### Activity
Would you return the listing exactly as written, apart from its pictures?

### Supplied data
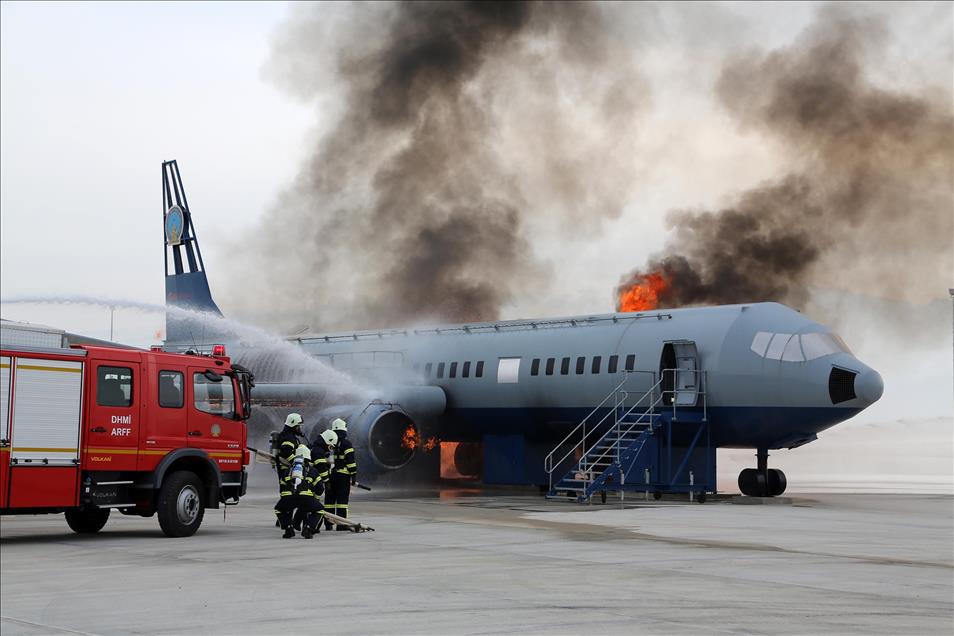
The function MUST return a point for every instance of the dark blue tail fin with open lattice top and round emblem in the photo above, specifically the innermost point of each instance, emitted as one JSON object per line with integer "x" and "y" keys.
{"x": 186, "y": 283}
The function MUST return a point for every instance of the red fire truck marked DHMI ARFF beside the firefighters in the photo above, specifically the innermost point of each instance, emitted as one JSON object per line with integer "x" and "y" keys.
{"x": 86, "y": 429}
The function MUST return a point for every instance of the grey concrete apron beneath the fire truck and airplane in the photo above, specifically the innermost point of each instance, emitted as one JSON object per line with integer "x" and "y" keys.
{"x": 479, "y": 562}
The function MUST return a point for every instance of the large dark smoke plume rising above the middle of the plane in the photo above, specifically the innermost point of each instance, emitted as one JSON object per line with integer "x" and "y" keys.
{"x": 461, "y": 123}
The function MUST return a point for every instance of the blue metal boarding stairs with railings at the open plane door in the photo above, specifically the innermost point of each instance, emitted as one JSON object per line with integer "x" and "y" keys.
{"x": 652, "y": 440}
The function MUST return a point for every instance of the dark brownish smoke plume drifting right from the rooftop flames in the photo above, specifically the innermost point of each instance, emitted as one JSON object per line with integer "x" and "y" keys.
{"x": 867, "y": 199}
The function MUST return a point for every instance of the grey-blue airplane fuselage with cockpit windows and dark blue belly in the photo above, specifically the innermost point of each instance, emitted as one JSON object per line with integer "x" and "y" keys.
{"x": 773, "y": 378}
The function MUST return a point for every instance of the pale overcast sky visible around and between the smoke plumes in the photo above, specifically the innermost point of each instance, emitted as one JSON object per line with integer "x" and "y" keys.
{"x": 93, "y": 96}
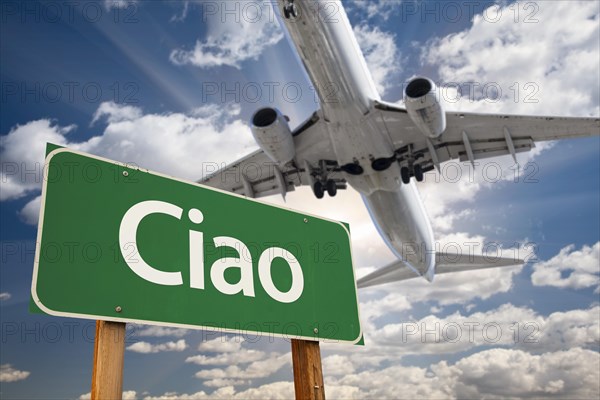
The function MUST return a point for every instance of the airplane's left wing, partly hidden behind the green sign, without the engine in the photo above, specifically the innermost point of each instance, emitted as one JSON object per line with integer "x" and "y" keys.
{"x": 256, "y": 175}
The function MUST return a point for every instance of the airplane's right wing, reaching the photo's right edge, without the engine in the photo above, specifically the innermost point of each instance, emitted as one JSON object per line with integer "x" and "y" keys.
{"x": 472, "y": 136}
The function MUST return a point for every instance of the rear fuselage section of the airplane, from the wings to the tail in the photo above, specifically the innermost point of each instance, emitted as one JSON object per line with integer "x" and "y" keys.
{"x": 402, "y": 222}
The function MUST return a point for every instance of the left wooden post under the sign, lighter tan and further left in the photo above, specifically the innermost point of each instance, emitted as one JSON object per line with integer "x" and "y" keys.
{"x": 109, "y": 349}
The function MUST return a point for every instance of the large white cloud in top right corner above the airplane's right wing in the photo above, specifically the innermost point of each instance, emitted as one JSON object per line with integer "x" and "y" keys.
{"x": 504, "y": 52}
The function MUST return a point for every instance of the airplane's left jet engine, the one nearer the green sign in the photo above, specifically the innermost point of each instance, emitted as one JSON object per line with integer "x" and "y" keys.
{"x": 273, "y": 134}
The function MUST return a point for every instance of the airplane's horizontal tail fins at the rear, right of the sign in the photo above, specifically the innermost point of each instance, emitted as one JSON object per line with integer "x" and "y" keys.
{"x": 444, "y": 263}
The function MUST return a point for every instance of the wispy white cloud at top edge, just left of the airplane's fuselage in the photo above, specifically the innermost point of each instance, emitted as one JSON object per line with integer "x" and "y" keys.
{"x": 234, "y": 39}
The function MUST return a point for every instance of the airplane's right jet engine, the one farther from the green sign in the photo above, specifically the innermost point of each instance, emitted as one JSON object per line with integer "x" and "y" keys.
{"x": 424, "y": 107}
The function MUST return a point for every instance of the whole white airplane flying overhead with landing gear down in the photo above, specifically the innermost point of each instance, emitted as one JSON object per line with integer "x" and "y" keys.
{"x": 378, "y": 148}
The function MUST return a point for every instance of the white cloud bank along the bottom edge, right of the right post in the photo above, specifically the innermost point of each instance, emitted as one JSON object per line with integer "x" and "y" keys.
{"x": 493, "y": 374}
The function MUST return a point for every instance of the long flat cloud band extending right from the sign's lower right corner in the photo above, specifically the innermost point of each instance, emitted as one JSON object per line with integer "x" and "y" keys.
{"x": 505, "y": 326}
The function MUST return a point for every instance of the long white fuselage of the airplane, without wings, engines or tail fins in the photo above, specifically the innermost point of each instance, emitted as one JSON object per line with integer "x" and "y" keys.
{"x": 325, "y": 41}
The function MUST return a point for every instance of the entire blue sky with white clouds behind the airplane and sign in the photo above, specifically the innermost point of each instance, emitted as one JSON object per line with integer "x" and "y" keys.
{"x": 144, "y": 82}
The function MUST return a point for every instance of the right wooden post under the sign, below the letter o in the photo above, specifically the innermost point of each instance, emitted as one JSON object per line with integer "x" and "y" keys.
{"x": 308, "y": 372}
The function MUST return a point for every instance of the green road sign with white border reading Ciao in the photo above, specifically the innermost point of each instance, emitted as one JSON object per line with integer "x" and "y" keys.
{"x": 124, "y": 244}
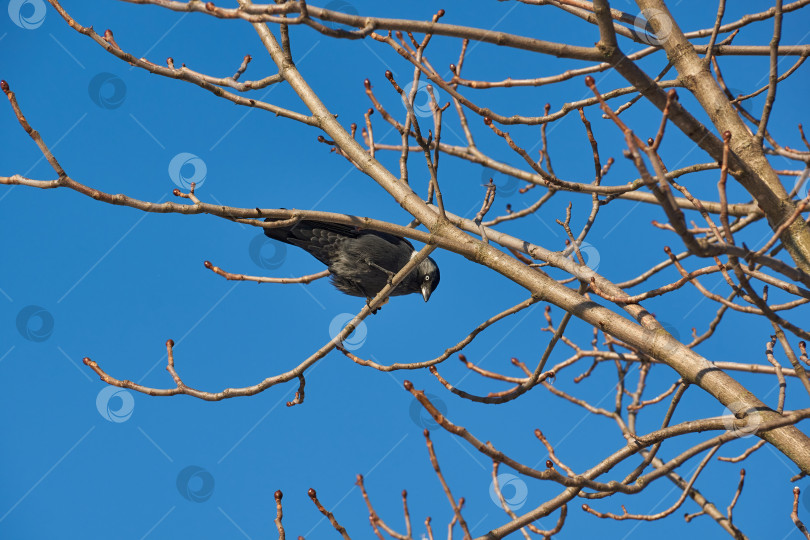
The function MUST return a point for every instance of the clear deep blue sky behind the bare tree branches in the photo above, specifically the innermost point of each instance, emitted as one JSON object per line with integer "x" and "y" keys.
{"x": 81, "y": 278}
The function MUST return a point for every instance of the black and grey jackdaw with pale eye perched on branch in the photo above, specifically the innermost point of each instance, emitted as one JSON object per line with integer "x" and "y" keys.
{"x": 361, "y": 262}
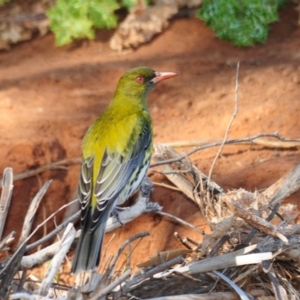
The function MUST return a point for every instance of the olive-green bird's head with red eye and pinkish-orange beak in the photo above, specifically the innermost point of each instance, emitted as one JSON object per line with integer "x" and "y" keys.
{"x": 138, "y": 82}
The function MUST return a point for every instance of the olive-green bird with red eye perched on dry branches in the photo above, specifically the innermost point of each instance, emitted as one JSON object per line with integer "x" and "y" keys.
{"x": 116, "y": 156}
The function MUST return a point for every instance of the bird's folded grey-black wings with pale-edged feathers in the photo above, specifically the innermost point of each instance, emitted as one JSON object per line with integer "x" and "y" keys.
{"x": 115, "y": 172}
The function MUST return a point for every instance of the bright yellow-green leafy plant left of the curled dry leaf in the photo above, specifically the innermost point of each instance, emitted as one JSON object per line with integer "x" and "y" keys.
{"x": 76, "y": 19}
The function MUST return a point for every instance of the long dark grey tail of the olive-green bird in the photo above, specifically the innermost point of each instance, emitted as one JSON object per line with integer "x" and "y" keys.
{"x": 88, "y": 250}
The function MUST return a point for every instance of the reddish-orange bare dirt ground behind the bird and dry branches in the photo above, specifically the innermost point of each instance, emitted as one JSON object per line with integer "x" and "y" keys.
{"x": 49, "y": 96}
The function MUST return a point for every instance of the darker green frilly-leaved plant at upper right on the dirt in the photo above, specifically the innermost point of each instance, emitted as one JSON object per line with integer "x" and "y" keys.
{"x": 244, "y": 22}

### Result
The function MUST return a point for every instance of the dark blue tail fin with open lattice top and round emblem in the photo above, specifically the innermost point of each instance, emitted as one JSON object per line with integer "x" and "y" keys.
{"x": 186, "y": 283}
The function MUST return a point for every instance of the red fire truck marked DHMI ARFF beside the firefighters in the photo above, specifically the innermost point of each instance, emitted as one JSON object per line with integer "x" and "y" keys.
{"x": 86, "y": 429}
The function MUST return a point for every instance of the grey concrete apron beneath the fire truck and airplane in the photo above, specifically the innermost point of each instance, emitted as one JSON object per line with integer "x" and "y" keys.
{"x": 479, "y": 562}
The function MUST return a point for every instance of the large dark smoke plume rising above the middle of the plane in the photo above, specifically the innermost point of each instance, emitted as one JSON object per line with integer "x" and "y" keys.
{"x": 461, "y": 123}
The function MUST return a point for every instance of the blue metal boarding stairs with railings at the open plane door in the photo above, specifically the innermost point of each instance, emitted as one JSON object per line with integer "x" and "y" keys.
{"x": 652, "y": 440}
The function MUST return a point for every instance of the dark brownish smoke plume drifting right from the rooftop flames in the photo above, specifically the innermost point of each instance, emitted as one JSON object per line with integer "x" and "y" keys.
{"x": 867, "y": 199}
The function MUST return a point for every instance of the grey-blue airplane fuselage with cockpit windows and dark blue belly in the photo above, specifically the innermost point of each instance, emitted as one JSON object per line with integer "x" and "y" keys.
{"x": 773, "y": 378}
The function MUST return a point for every instance of the pale overcast sky visible around and between the smoke plumes in the photo above, specifically the innermost point of each instance, emitted as one JSON object per line with integer "x" and "y" keys.
{"x": 93, "y": 96}
The function MUST return a point for every instance of the airplane's left wing, partly hidden behind the green sign, without the engine in the photo above, specifically the innermost point of each instance, emitted as one JSON object per line with integer "x" and "y" keys.
{"x": 256, "y": 175}
The function MUST return a point for every instance of the airplane's right wing, reaching the photo's right edge, without the engine in the photo above, specifically the innermost point of each instance, emitted as one JSON object per line with integer "x" and "y" keys.
{"x": 472, "y": 136}
The function MUST return a point for every instance of the rear fuselage section of the airplane, from the wings to the tail in the photo above, specifically the innermost point of each instance, emitted as one JSON object per line with integer "x" and "y" keys.
{"x": 402, "y": 222}
The function MUST return a point for every instance of the left wooden post under the sign, lighter tan and further left in the photo above, specifically the innermost point of each instance, emitted as one JSON object per line with integer "x" and "y" keys.
{"x": 109, "y": 349}
The function MUST return a point for every instance of the large white cloud in top right corner above the airplane's right wing in the photo above, specifically the innermost point of each instance, emitted as one JSON object per line with integer "x" and "y" keys.
{"x": 504, "y": 52}
The function MUST return a point for every instance of the airplane's left jet engine, the one nearer the green sign in the photo above, specifically the innermost point of each instance, emitted as one JSON object per line with integer "x" and "y" keys.
{"x": 273, "y": 134}
The function MUST return a point for every instance of the airplane's horizontal tail fins at the rear, right of the sign in the photo above, specifically the innermost point of each instance, emitted as one JSON object per line with integer "x" and "y" keys.
{"x": 444, "y": 263}
The function MUST return a point for every instance of the wispy white cloud at top edge, just left of the airplane's fuselage in the photo above, specifically the innermost point of each instance, emitted as one JSON object per line with integer "x" and "y" keys.
{"x": 234, "y": 39}
The function MUST return a point for every instance of the airplane's right jet engine, the one farther from the green sign in the photo above, specifically the innermost point of each instance, emitted as one JSON object per line with integer "x" and "y" keys.
{"x": 424, "y": 107}
The function MUST return a point for every instance of the whole white airplane flying overhead with landing gear down in the photo above, specifically the innermost point of each instance, emitted as one JSON object per line with integer "x" and "y" keys.
{"x": 378, "y": 148}
The function MUST return a point for every instance of the white cloud bank along the bottom edge, right of the right post in the photo above, specifically the innermost point of each instance, emitted as one JSON object per line with integer "x" and "y" keys.
{"x": 493, "y": 374}
The function MUST return a point for every instance of the long flat cloud band extending right from the sign's lower right corner in the photo above, specifically the innermost point of each instance, emitted as one JSON object per line with integer "x" and "y" keys.
{"x": 505, "y": 326}
The function MUST return a point for every instance of the long white fuselage of the airplane, without wings, engines or tail fins in the photo above, specifically the innermost point of each instance, emitted as one JSON object per line with integer "x" and "y" keys.
{"x": 325, "y": 41}
The function MUST return a point for every instance of the entire blue sky with white clouds behind the airplane and sign in the photo above, specifically the innermost point of each instance, emitted as one JSON object per line with integer "x" and "y" keys.
{"x": 144, "y": 82}
The function MUST return a point for every instance of the right wooden post under the sign, below the letter o in the photo above, specifically the innermost point of each instance, emitted as one JSON object per line with integer "x" and "y" keys.
{"x": 308, "y": 372}
The function MUST return a point for every instance of the green road sign with white border reading Ciao in the photo above, specifically the innermost point of each instance, emitted as one JSON object per line with integer "x" and "y" keys.
{"x": 124, "y": 244}
The function MUST return a point for every instance of the clear deep blue sky behind the bare tree branches in the photo above, specifically the innermost point of each instance, emitted as one JSON object per line with integer "x" and "y" keys.
{"x": 81, "y": 278}
The function MUST return a point for every instance of the black and grey jackdaw with pale eye perched on branch in the photo above, specifically the innermost point of each instance, emitted as one JSON object per line with integer "x" and "y" keys.
{"x": 361, "y": 262}
The function MUST return a point for every instance of the olive-green bird's head with red eye and pinkish-orange beak in the photo above, specifically the innermost point of each instance, emitted as one JSON object per line with integer "x" and "y" keys.
{"x": 138, "y": 82}
The function MUST return a point for every instance of the olive-green bird with red eye perched on dry branches in the photo above, specifically the innermost point of each instance, emitted as one JSON object per line with integer "x" and "y" keys.
{"x": 116, "y": 156}
The function MUST return a point for every instance of the bird's folded grey-black wings with pale-edged feathers in the photo above, specifically the innermost point of each instance, emitted as one JSON object per line with integer "x" and "y" keys.
{"x": 115, "y": 172}
The function MUST return a point for every instance of the bright yellow-green leafy plant left of the curled dry leaf in the photo above, specifically the innermost point of each instance, emitted as one JSON object per line with integer "x" and "y" keys.
{"x": 76, "y": 19}
The function MUST return a point for every instance of the long dark grey tail of the olive-green bird in the photo above, specifically the innermost point of each instance, emitted as one JSON object per line with integer "x" and "y" keys.
{"x": 88, "y": 250}
The function MUST return a point for every instance of the reddish-orange bare dirt ground behind the bird and dry branches in the photo above, specifically the innermost point of each instance, emitted as one JSON object per line with integer "x" and "y" keys.
{"x": 49, "y": 96}
The function MUST return a point for every instance of the darker green frilly-leaved plant at upper right on the dirt in the photo above, specifically the innermost point of each instance, emitted as one JSON object per line with integer "x" and "y" keys.
{"x": 244, "y": 22}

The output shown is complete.